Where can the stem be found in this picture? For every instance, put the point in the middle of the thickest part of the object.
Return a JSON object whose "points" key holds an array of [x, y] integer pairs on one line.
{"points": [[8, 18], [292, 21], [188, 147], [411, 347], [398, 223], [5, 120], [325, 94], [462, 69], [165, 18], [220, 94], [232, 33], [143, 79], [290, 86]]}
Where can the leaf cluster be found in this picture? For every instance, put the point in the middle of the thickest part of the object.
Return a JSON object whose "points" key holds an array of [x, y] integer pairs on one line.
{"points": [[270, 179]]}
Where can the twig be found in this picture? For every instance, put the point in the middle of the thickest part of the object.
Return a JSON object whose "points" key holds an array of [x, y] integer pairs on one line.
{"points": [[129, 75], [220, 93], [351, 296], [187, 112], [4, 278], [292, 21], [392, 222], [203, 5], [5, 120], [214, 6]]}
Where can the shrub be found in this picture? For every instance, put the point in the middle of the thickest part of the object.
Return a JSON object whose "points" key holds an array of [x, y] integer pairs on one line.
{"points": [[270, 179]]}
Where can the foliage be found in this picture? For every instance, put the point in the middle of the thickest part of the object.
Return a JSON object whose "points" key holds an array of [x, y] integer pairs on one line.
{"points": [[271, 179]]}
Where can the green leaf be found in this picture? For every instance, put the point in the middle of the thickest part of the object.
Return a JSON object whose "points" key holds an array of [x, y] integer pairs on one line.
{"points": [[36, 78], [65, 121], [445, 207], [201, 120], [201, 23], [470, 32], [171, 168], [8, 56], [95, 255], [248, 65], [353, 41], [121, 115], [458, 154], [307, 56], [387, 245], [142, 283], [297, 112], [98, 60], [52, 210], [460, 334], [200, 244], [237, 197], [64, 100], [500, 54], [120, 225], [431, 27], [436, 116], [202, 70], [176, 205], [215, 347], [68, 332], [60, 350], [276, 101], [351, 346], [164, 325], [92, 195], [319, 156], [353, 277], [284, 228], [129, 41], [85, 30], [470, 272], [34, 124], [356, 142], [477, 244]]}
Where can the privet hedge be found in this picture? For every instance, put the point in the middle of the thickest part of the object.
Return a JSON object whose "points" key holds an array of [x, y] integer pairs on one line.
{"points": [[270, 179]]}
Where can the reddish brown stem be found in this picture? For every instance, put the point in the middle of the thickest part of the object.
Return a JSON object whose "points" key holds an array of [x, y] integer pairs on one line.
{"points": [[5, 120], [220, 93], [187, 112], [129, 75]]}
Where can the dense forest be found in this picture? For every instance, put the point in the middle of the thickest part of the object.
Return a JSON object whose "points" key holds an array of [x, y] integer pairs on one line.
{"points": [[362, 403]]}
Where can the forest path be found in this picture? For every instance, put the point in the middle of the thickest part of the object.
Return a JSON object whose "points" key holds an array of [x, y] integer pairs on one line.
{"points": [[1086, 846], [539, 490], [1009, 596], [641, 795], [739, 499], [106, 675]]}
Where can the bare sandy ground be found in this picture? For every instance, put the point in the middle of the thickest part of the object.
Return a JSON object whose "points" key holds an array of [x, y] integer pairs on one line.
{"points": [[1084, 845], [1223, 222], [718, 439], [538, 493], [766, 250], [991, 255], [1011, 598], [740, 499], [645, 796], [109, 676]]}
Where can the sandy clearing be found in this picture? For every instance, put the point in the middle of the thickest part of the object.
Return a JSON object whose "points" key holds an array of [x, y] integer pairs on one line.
..........
* _Problem statement_
Everything from the line containing "Where can the dense" through the final line above must be copied exactly, with both ends kept.

* _Answer box_
Where can the dense forest be found in this picture? For every instance, put the point in the middle of the thickest part of the object.
Return a JSON object whose "points" key holds an array of [x, y] integer pairs on one line.
{"points": [[362, 403]]}
Where can the forest path be found in this picture? For every instance, put the point in the middle of the thickest part of the object.
Return a JSON object whose "points" key holds an array of [x, y] integer pairs on one line.
{"points": [[1086, 846], [539, 490], [1009, 596], [641, 795], [739, 499], [106, 675]]}
Where can the bare sandy ground be found in this picture? For every instance, put the point in the middle of the thickest part of the object.
Return a JSON object whose "points" key holds an array of [x, y] integer pairs on one line.
{"points": [[1084, 845], [1223, 222], [718, 439], [538, 493], [766, 250], [991, 255], [1011, 598], [740, 499], [645, 796], [109, 676]]}
Where can the sandy clearing be found in this picture? For every instance, put the point in the middle of the thickest part of the object.
Return a JSON object whose "points" key holds an array of [x, y] integer pairs on one line.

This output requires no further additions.